STORED DATA |
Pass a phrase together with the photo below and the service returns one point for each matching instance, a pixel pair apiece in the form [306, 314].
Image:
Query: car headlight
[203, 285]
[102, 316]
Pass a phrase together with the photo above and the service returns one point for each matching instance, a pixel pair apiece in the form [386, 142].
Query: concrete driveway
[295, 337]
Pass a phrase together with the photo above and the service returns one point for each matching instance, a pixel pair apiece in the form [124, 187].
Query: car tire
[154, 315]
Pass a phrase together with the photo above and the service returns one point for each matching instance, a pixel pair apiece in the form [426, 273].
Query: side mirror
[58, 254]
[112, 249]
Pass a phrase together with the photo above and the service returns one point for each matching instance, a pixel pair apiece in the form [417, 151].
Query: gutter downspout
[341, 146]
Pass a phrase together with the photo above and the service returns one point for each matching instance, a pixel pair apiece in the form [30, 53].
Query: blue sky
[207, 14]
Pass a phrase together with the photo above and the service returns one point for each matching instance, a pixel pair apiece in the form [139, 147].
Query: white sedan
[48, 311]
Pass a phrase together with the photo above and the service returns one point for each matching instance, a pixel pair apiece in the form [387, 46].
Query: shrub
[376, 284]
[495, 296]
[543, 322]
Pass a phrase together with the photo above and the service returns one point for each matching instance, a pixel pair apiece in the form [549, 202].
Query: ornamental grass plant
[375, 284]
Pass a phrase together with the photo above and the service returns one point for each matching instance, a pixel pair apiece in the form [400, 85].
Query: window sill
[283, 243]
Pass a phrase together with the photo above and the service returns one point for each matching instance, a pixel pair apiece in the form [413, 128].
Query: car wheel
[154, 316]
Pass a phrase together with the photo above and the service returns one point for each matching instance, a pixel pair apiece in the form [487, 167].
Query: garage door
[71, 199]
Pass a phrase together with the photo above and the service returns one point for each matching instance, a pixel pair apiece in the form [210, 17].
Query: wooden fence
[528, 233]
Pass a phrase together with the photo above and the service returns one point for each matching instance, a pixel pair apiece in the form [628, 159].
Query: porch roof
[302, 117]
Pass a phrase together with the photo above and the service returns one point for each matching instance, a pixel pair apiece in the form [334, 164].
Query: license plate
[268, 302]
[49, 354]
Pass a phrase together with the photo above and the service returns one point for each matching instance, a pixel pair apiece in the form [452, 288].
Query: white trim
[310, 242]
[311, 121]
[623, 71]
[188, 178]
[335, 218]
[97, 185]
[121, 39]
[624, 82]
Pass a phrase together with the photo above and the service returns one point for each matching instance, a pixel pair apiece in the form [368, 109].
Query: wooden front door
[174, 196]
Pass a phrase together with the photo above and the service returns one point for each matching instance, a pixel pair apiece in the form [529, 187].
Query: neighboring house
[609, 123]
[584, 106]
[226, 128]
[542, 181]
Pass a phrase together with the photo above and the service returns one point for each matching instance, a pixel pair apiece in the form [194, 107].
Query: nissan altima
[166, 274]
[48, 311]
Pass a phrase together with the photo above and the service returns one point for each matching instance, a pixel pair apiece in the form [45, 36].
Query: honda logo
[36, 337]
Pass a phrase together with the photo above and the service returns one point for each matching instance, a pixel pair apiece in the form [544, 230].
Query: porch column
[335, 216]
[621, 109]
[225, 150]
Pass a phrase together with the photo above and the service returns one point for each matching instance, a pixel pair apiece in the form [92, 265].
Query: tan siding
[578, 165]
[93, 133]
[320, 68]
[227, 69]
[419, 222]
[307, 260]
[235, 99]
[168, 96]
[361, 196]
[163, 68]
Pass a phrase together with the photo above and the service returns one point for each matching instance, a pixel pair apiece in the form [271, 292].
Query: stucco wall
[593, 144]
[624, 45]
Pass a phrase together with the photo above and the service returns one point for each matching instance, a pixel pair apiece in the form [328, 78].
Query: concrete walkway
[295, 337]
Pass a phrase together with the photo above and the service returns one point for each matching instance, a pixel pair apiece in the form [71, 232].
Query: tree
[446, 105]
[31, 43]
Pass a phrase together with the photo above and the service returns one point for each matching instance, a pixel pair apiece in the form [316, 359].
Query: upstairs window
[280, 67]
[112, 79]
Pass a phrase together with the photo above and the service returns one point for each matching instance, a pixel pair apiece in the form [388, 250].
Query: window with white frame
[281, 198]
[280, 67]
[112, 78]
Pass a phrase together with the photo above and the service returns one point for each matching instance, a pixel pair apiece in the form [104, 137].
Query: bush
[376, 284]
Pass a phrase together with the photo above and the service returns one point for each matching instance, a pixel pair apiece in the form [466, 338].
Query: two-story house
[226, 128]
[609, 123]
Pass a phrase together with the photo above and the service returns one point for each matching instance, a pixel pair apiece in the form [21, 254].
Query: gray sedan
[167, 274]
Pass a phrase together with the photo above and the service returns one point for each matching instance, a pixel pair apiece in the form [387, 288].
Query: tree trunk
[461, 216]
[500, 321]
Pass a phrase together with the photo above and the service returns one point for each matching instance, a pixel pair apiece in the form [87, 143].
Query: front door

EXERCISE REQUIREMENTS |
The entries above must be returned exactly.

EXERCISE OUTPUT |
Pass a phrase together with the photo below and the service returns one point for each matching instance, a pixel pair apiece in the form [306, 314].
Image:
Query: car headlight
[203, 285]
[102, 316]
Pass a phrase together with the photo above and the service returns one point for each matching instance, a pixel pair apiece in the form [386, 142].
Query: concrete driveway
[295, 337]
Pass a phrase together with the photo above and the service returns one point for each matching instance, a pixel pair apiece in the form [124, 187].
Query: car tire
[154, 315]
Pass a phrase together with the photo above and the service returns one point for each matching instance, a pixel pair apiece in the form [426, 273].
Query: side mirror
[58, 254]
[112, 249]
Pass a phrase together with the photo above and the service returns one point for each matching instance, a pixel pair apiece in the form [417, 151].
Query: gutter downspout
[341, 146]
Pass a phrase together with the photo above and the service returns one point for each matching instance, a pixel pair apiece in the form [30, 53].
Query: blue sky
[207, 14]
Pass a phrase together with the photo above and the service returns one point for each matching instance, a pixel pair apiece in the form [139, 147].
Query: white sedan
[48, 311]
Pass a phrase together with the photo above and the service returns one point for each matching instance, a pixel pair apiece in the form [387, 46].
Query: shrub
[376, 284]
[495, 296]
[543, 322]
Pass a phrase together with the photo above and the service returns one point for each matching instance, a pixel pair apiece in the form [549, 202].
Query: ornamental grass plant
[375, 284]
Pass a phrase together with the photo above and the service returns one point for each matching instance, a pixel pair apiece in the form [400, 85].
Query: window sill
[283, 243]
Pass a phrase together with the photo above and the service returns one point for each matching instance, a pixel pair apiece in the form [413, 128].
Query: car wheel
[154, 316]
Pass a phrase together with the photo above and the service returns one point for each matching instance, a pixel pair apiece in the form [487, 167].
Query: garage door
[71, 199]
Pass a phrase together with the photo above and the service returns one point for each matching instance, a pixel pair apiece in the form [210, 17].
Query: wooden fence
[528, 233]
Pass a phrase together with the photo above and the service returns one point for each matching instance, a pixel pair apiece in the form [628, 159].
Query: porch roof
[302, 117]
Pass a phrase together with the photo above and the service returns one point for each matching instance, a pixel pair apiece in the form [334, 164].
Query: license plate
[268, 302]
[49, 354]
Pass a phrase together with the photo above and the service returns one point for each matching instance, a pixel pair apiece in the form [452, 288].
Query: white trim
[310, 242]
[311, 121]
[623, 71]
[188, 178]
[335, 218]
[97, 185]
[121, 39]
[624, 82]
Pass a phrase together with the photo above and the service returns one point for each matching instance, a pixel pair apiece in the form [368, 109].
Query: wooden front door
[174, 196]
Pass a phrase together with the photo above and the service returns one point for each matching instance, a pixel pair apiece in the form [529, 187].
Query: neighboring house
[609, 123]
[584, 106]
[226, 128]
[542, 181]
Pass a phrase together with the photo above and the service returns one point for each matching instance, a pixel pair apiece in the form [194, 107].
Query: nissan altima
[166, 274]
[48, 311]
Pass a phrase together with the photo above and the service returns one point for each matching instance, a pixel pair apiece in the form [45, 36].
Query: honda logo
[36, 337]
Pass a phrase together with the photo above and the service returns one point for each matching instance, a pixel pair apiece in the form [544, 230].
Query: porch column
[335, 216]
[621, 109]
[225, 150]
Pass a phrase together with the photo above and the service returns one point for each matching instance, a pixel pair apiece in the form [92, 265].
Query: tan siding
[578, 165]
[93, 133]
[320, 68]
[227, 69]
[419, 222]
[307, 260]
[235, 99]
[168, 96]
[361, 196]
[163, 68]
Pass a phrase together with the photo above and the service returns one point for each matching instance, a pixel pair apiece in the form [271, 292].
Query: stucco wall
[593, 144]
[624, 45]
Pass a phrase together with the photo above and the service returns one point for each matching instance, a pixel pair apiece in the form [328, 78].
Query: concrete walkway
[295, 337]
Pass a phrase together with the photo above and the service returns one point for each matching instance, a pixel pair apiece in the form [71, 232].
Query: tree
[446, 105]
[31, 43]
Pass a phrase together with the photo above and the service returns one point for each matching instance, a pixel pair apiece in the form [316, 359].
Query: upstairs window
[280, 67]
[112, 79]
Pass a phrase together with the photo above and the service returns one point for each matching instance, a pixel pair apiece in the form [388, 250].
Query: window with white frame
[281, 198]
[280, 67]
[112, 78]
Pass a phrase together with the photo above and the service returns one point for each matching instance, a pixel pair apiece in the form [104, 137].
Query: bush
[376, 284]
Pass a phrase together with the photo above and the service returns one point for each matching instance, a pixel pair apiece in the form [466, 338].
Query: two-story house
[226, 128]
[609, 123]
Pass a phrase together with the photo above and the service returns one point for each matching instance, a pixel pair apiece in the form [21, 254].
Query: gray sedan
[167, 274]
Pass a phrase together with the photo above and the service returns one point for each matching instance, a pixel pair apiece in the form [387, 288].
Query: tree trunk
[461, 216]
[500, 321]
Pass a phrase together with the photo above and the service returns one point for each matching instance, a pixel pair apiece in the form [87, 143].
Query: front door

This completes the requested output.